Texto seleccionado:
Rosario Sánchez Mora tenía 17 años cuando se alistó voluntaria para luchar contra las tropas fascistas que pretendían tomar Madrid en los primeros días de la Guerra Civil. Fue el poeta Miguel Hernández quien la inmortalizó en un poema como «Rosario dinamitera».

Madrid no tenía el aire festivo de otros fines de semana. Aquel sábado 18 de julio de 1936, la capital había abortado el levantamiento militar iniciado la víspera en el protectorado español de Marruecos, que se había extendido como el aceite por la Península. Miles de obreros habían asaltado el Cuartel de la Montaña, principal foco de los rebeldes, y se preparaban para defender la ciudad del autodenominado Ejército Nacional, que avanzaba desde el Norte para hacerse con los embalses del Lozoya.

Decenas de camionetas partieron la madrugada del día 19 rumbo a la sierra repletas de jóvenes que se habían ofrecido voluntarios para combatir, convencidos de que en cuestión de días estarían de vuelta en casa. Entre los que viajaban en uno de esos camiones, camino de Buitrago, estaba una muchacha de diecisiete años, Rosario Sánchez Mora. Se había alistado la tarde anterior, sin decir nada a su familia, en el centro cultural Aída Lafuente, que la Juventud Socialista Unificada (JSU) tenía en el número 10 de la calle de San Bernardino, a unas manzanas de su domicilio.

Filas mostradas:
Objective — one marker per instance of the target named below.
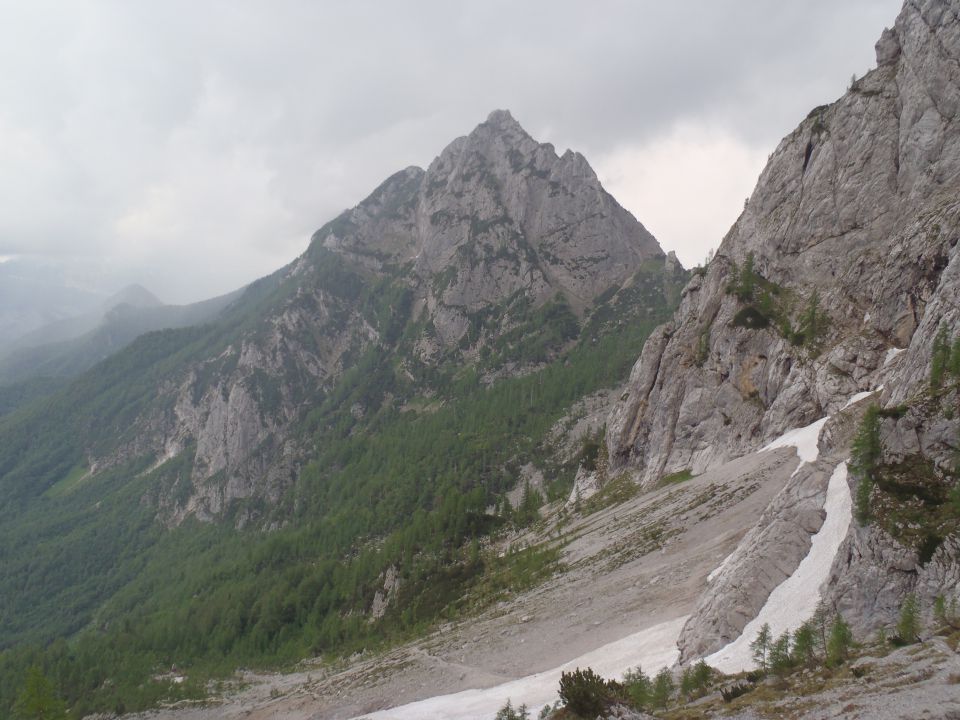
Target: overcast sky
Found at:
(194, 146)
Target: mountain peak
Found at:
(134, 295)
(502, 119)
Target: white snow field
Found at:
(652, 649)
(792, 602)
(805, 440)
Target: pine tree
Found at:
(748, 279)
(865, 459)
(780, 659)
(702, 673)
(37, 699)
(639, 688)
(908, 627)
(760, 647)
(954, 367)
(603, 461)
(804, 644)
(663, 688)
(821, 623)
(811, 322)
(839, 642)
(686, 682)
(940, 358)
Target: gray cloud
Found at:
(195, 146)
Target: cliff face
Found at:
(435, 268)
(852, 234)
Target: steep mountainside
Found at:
(34, 294)
(841, 276)
(492, 254)
(370, 406)
(846, 251)
(68, 347)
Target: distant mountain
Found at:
(33, 295)
(70, 346)
(392, 382)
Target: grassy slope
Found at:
(395, 488)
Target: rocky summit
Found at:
(458, 256)
(484, 435)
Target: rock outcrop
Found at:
(857, 217)
(434, 267)
(836, 279)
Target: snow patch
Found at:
(805, 440)
(652, 649)
(795, 599)
(719, 568)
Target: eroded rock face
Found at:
(859, 205)
(498, 224)
(496, 213)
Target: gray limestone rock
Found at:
(859, 205)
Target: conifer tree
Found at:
(780, 659)
(940, 358)
(908, 626)
(760, 647)
(865, 460)
(663, 688)
(701, 675)
(804, 644)
(639, 687)
(839, 642)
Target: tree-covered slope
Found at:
(236, 493)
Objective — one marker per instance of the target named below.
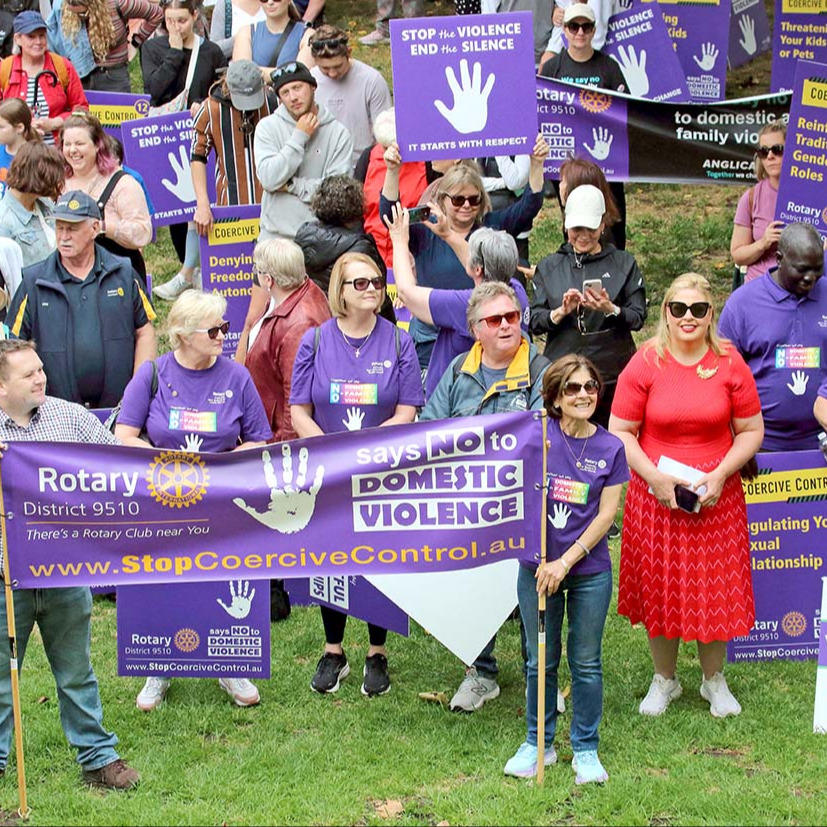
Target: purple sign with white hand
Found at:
(195, 630)
(227, 263)
(802, 193)
(159, 149)
(639, 41)
(463, 85)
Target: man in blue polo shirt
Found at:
(778, 323)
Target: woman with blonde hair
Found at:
(687, 397)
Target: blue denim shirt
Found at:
(79, 50)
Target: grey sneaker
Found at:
(473, 692)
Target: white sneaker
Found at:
(241, 691)
(721, 701)
(173, 288)
(662, 692)
(153, 694)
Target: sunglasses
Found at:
(697, 309)
(361, 284)
(459, 200)
(573, 388)
(213, 332)
(512, 317)
(586, 28)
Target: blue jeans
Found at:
(64, 618)
(586, 601)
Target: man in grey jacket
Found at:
(295, 148)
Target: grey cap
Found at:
(246, 85)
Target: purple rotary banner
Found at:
(431, 496)
(700, 31)
(462, 86)
(749, 32)
(159, 149)
(227, 263)
(802, 193)
(639, 41)
(787, 526)
(195, 630)
(799, 33)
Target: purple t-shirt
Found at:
(218, 405)
(783, 339)
(349, 393)
(449, 312)
(574, 493)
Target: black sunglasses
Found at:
(697, 309)
(213, 332)
(776, 149)
(361, 284)
(573, 388)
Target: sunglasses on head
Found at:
(213, 332)
(361, 284)
(697, 309)
(776, 149)
(512, 317)
(573, 388)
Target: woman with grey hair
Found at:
(296, 304)
(173, 401)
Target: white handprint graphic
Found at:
(182, 189)
(799, 384)
(470, 111)
(602, 143)
(709, 54)
(355, 416)
(290, 507)
(560, 517)
(240, 601)
(634, 70)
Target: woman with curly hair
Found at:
(94, 35)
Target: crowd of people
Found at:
(299, 126)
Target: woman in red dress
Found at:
(688, 396)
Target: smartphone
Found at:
(687, 499)
(417, 214)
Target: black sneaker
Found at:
(330, 669)
(376, 680)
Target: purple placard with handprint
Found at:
(700, 31)
(749, 32)
(463, 86)
(585, 122)
(195, 630)
(639, 42)
(159, 149)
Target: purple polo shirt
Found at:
(448, 310)
(783, 339)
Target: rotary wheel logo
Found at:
(593, 101)
(794, 624)
(177, 479)
(187, 640)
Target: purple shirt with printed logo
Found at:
(783, 339)
(349, 393)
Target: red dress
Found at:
(686, 575)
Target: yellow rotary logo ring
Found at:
(177, 479)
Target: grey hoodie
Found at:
(286, 155)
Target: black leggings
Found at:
(334, 628)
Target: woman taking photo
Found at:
(586, 472)
(344, 351)
(685, 572)
(589, 296)
(184, 412)
(756, 233)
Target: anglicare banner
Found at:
(425, 497)
(788, 550)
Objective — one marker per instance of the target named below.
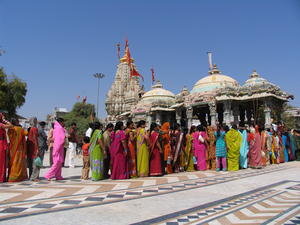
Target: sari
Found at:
(3, 147)
(199, 151)
(177, 150)
(17, 164)
(274, 150)
(234, 143)
(119, 162)
(255, 151)
(244, 150)
(142, 154)
(167, 147)
(281, 157)
(155, 163)
(211, 148)
(189, 153)
(96, 156)
(131, 154)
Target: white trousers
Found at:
(72, 150)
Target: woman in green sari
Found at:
(97, 153)
(234, 143)
(189, 150)
(142, 150)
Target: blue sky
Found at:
(57, 46)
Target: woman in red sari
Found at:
(3, 146)
(154, 156)
(167, 147)
(254, 149)
(118, 152)
(17, 166)
(131, 143)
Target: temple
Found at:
(214, 99)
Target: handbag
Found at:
(38, 162)
(263, 155)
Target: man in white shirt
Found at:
(90, 130)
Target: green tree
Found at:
(12, 92)
(81, 115)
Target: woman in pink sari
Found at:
(118, 152)
(3, 146)
(199, 146)
(154, 156)
(58, 150)
(254, 150)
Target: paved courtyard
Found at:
(267, 196)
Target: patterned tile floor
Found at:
(275, 203)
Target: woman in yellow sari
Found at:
(17, 167)
(234, 143)
(189, 150)
(142, 150)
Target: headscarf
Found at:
(33, 121)
(165, 127)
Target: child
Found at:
(86, 159)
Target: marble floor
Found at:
(267, 196)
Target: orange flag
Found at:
(133, 72)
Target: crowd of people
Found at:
(122, 152)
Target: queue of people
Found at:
(122, 152)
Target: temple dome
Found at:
(214, 80)
(157, 94)
(255, 79)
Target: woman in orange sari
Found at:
(167, 147)
(17, 167)
(131, 142)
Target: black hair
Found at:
(200, 128)
(153, 125)
(118, 126)
(226, 128)
(192, 130)
(129, 123)
(13, 121)
(142, 122)
(96, 127)
(219, 130)
(86, 139)
(60, 120)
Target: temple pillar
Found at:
(189, 115)
(212, 112)
(242, 115)
(178, 116)
(267, 111)
(235, 109)
(227, 109)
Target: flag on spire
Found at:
(126, 41)
(128, 58)
(209, 60)
(133, 72)
(153, 79)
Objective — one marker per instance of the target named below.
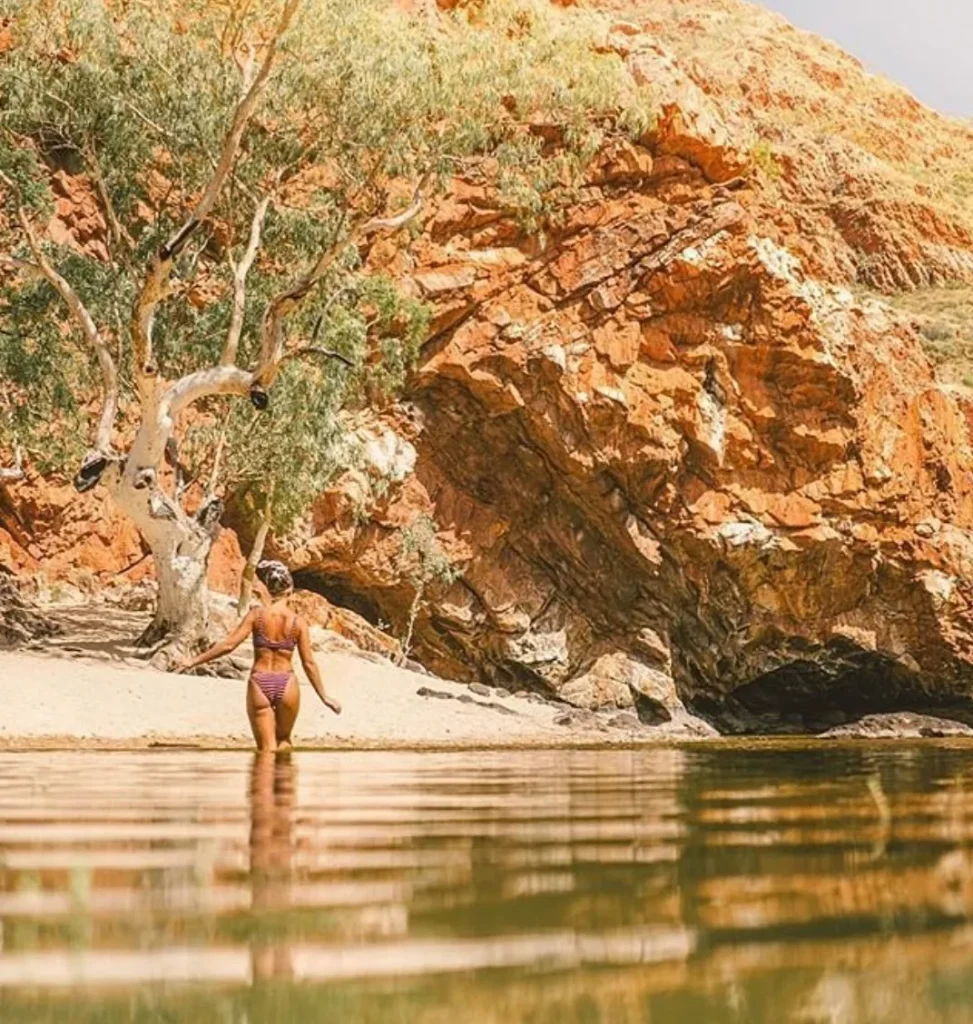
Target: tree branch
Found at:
(285, 303)
(78, 309)
(10, 474)
(328, 353)
(155, 288)
(117, 232)
(241, 270)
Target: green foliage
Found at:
(764, 159)
(423, 562)
(364, 102)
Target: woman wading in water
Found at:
(273, 696)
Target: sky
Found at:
(923, 44)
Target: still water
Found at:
(809, 885)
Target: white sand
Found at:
(52, 700)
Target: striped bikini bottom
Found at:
(272, 685)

Lo que se pide:
¿Puedes retomar el relato sobre Rosario Sánchez Mora y continuarlo desde su última frase?

Respuesta:
Rosario llevaba un año viviendo en casa de unos vecinos de Villarejo de Salvanés, que se la habían traído con ellos a Madrid para que cuidara de sus hijos. Andrés Sánchez, su padre, no quería que se marchara del pueblo, pero al final accedió con la condición de que aprendiera corte y confección. Él hubiese preferido que estudiara para comadrona o maestra, pero sin dinero para pagar los estudios, un oficio era lo más que podía ofrecerle. Andrés había enviudado años antes, al morir la madre de Rosario se había vuelto a casar y tenía otros cinco hijos de su segundo matrimonio, de modo que no le pareció mal que su hija mayor se marchara a la capital para labrarse un futuro.

Cuando llegaron a su destino, Rosario y sus compañeros fueron encuadrados en una de las unidades de choque que se batían con el enemigo en primera línea de fuego, a las órdenes de un muchacho de veintiséis años, robusto, de mediana estatura y barba cerrada: Valentín González, al que todos apodaban El Campesino. Con un mosquetón de siete kilos de peso y sin otras nociones de armas que las que recibió en la trinchera, Rosario comenzó a pelear como un miliciano más en una línea del frente que se prolongaba a través de kilómetros. Disparaba contra un enemigo que sabía a escasa distancia, pero al que raramente veía. En la Peña del Alemán, una posición avanzada que los fascistas habían señalado como objetivo prioritario, vio morir a muchos de los muchachos que viajaron con ella desde Madrid.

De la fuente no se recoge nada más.